Reports the Wall Street Journal, but I don't have a subscription, so let's move on to the NYT.

The NYT headline plays it so neutral — "White House Sends F.B.I. Interviews on Kavanaugh to Senate" — that I infer the FBI report supports Kavanaugh.
“The White House has received the Federal Bureau of Investigation’s supplemental background investigation into Judge Kavanaugh, and it is being transmitted to the Senate,” Raj Shah, a White House spokesman, said in the statement, which was posted on Twitter. “This is the last addition to the most comprehensive review of a Supreme Court nominee in history, which includes extensive hearings, multiple committee interviews, over 1,200 questions for the record and over a half million pages of documents,” he added. “With this additional information, the White House is fully confident the Senate will vote to confirm Judge Kavanaugh to the Supreme Court.”

The White House statement gave no further details about the material, but an official briefed on the F.B.I. review said the bureau contacted 10 people and interviewed nine of them. It was not clear why the 10th person was not interviewed. The White House concluded that the interviews did not corroborate sexual misconduct accusations against Judge Kavanaugh.
That last sentence meets my idea of journalism better than does the WSJ headline. We only know what the White House says, not what it really found. It could be lying. Maybe it found some support but chose to make an absolute statement.

Let's check WaPo: "In 2:30 a.m. tweets, White House says FBI report supports Kavanaugh confirmation." That's neutral, but with colorful facets — tweeting, early morning hours — that might seem to minimize the seriousness with which the White House assessed the report. A reader of headlines might picture Trump — impetuous Trump — tweeting again, but it was Raj Shah (the spokesman cited in the NYT article).

Also in WaPo  "Senate moves ahead on Kavanaugh’s Supreme Court nomination with a procedural vote expected Friday."
The Senate Judiciary Committee announced Thursday that it has received the FBI’s completed report on Supreme Court nominee Brett M. Kavanaugh, as partisan rancor continued to grow over the scope of the investigation into sexual assault allegations that have endangered his confirmation.

**Information given**

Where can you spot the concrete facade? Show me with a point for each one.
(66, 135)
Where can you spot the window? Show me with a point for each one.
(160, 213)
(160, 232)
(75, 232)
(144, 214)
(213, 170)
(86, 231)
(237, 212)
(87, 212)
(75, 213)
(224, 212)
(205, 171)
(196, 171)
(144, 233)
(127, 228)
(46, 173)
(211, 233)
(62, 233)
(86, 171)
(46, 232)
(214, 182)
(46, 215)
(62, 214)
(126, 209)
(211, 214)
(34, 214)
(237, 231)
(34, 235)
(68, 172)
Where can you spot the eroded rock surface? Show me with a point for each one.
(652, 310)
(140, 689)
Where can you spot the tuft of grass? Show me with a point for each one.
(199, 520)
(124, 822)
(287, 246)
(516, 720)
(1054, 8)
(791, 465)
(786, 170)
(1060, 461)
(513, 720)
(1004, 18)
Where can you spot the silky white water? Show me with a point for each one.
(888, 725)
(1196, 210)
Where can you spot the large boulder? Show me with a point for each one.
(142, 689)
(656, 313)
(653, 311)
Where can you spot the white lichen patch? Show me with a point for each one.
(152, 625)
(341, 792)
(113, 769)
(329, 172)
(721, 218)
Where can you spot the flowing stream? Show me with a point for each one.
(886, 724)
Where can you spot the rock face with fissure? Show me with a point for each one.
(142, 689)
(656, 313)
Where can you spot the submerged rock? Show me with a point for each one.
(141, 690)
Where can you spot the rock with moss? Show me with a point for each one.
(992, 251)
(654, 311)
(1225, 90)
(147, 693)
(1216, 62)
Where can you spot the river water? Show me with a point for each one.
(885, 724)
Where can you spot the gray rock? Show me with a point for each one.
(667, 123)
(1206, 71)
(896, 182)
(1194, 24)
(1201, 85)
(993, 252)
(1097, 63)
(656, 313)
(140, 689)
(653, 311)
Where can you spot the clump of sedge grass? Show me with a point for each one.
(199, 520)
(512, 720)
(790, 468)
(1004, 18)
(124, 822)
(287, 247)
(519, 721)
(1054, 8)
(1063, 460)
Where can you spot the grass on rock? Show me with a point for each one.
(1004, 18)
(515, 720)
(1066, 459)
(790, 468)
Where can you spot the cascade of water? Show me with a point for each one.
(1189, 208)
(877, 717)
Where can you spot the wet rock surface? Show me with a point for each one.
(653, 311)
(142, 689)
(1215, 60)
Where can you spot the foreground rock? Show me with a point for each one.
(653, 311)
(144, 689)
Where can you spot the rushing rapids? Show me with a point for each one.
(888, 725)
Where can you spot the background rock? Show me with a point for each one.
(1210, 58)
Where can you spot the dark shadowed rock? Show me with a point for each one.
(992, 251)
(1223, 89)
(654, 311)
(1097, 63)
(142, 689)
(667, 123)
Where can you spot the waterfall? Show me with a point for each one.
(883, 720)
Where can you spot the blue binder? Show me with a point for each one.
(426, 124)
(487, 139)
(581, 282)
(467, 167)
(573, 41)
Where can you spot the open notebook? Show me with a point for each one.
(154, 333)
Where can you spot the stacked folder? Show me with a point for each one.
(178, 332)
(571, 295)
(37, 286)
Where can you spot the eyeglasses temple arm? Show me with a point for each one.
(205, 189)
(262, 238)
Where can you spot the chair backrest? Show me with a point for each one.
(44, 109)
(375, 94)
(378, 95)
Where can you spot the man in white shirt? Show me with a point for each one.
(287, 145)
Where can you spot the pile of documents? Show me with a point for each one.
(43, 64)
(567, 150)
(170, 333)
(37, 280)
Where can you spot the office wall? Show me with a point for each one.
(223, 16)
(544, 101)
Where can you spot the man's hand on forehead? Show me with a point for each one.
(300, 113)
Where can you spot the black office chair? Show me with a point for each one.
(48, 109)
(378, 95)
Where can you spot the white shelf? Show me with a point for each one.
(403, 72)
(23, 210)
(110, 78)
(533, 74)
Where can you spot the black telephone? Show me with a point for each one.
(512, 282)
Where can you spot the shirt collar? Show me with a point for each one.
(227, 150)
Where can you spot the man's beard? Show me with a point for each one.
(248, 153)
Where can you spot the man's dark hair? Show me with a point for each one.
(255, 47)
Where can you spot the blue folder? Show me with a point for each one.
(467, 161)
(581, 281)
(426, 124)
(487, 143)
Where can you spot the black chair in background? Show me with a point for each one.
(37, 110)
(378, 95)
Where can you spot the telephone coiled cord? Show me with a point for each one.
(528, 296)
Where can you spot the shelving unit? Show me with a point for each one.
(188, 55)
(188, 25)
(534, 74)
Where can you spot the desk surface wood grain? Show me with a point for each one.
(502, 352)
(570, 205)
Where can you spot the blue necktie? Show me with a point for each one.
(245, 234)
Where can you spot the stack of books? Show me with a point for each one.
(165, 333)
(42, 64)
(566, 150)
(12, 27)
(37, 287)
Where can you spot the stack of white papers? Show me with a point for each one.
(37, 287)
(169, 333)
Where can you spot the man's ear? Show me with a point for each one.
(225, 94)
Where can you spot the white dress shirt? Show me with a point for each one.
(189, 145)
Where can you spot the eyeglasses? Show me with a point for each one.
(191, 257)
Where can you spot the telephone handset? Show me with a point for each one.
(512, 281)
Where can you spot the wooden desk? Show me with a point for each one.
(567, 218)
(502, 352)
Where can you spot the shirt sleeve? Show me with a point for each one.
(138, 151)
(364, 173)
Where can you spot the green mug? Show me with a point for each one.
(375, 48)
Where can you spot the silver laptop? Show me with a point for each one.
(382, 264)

**Task description**
Can you reproduce the part of the text on news coverage of the Kavanaugh FBI report starting at "That last sentence" and ending at "the NYT article).", word for word?

**Response area**
That last sentence meets my idea of journalism better than does the WSJ headline. We only know what the White House says, not what it really found. It could be lying. Maybe it found some support but chose to make an absolute statement.

Let's check WaPo: "In 2:30 a.m. tweets, White House says FBI report supports Kavanaugh confirmation." That's neutral, but with colorful facets — tweeting, early morning hours — that might seem to minimize the seriousness with which the White House assessed the report. A reader of headlines might picture Trump — impetuous Trump — tweeting again, but it was Raj Shah (the spokesman cited in the NYT article).